EXERCISE DETAILS
Collect every line of the data below that contains the string "jacket", and copy each one in the order it appears.

-- START OF DATA --

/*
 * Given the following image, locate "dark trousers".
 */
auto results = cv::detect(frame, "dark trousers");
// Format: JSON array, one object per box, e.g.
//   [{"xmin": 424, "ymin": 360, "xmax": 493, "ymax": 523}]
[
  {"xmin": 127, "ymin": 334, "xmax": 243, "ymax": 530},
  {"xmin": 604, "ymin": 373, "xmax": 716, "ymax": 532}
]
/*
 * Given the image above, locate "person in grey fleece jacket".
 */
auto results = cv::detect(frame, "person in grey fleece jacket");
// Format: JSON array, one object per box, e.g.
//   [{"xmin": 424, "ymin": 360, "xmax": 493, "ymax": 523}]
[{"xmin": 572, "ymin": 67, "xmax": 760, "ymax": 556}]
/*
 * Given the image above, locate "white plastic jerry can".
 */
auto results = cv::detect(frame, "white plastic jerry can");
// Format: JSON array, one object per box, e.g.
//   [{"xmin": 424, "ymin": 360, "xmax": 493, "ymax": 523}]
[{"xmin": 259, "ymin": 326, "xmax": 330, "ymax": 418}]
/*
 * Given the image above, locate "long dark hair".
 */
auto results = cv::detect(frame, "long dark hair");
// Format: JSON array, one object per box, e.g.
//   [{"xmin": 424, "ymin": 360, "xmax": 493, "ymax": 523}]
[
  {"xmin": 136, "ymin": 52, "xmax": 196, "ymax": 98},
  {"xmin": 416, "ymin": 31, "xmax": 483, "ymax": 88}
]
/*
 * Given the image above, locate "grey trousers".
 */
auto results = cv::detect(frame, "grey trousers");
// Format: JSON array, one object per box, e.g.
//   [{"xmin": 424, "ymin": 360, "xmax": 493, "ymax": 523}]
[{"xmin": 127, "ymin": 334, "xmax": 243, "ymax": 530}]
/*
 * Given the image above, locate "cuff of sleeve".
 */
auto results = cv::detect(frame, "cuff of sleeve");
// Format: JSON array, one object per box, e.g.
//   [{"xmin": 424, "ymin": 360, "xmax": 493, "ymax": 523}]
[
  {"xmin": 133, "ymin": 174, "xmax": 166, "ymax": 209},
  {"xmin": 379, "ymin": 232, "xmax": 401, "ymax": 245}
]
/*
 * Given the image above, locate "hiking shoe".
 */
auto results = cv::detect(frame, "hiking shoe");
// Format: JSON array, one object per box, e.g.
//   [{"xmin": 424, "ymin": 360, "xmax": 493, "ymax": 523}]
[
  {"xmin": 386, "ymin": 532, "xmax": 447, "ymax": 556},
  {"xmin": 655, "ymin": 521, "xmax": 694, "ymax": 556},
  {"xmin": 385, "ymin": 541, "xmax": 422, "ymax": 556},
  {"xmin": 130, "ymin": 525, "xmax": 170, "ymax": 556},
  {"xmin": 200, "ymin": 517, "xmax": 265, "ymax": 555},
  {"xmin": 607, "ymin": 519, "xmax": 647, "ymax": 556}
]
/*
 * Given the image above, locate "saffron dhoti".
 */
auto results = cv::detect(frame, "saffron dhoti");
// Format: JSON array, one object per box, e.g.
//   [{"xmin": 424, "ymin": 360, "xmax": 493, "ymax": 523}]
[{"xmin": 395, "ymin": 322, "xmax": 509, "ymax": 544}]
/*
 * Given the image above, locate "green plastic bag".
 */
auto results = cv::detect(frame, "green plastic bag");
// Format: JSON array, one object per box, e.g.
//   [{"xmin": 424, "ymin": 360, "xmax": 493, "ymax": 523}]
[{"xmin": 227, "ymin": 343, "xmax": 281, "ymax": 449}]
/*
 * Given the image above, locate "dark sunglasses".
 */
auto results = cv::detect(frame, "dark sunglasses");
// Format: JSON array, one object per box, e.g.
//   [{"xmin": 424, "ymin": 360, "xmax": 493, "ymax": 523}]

-- END OF DATA --

FULL SOLUTION
 * Given the image above, locate "person in grey fleece jacket".
auto results = cv::detect(frame, "person in grey fleece jacket");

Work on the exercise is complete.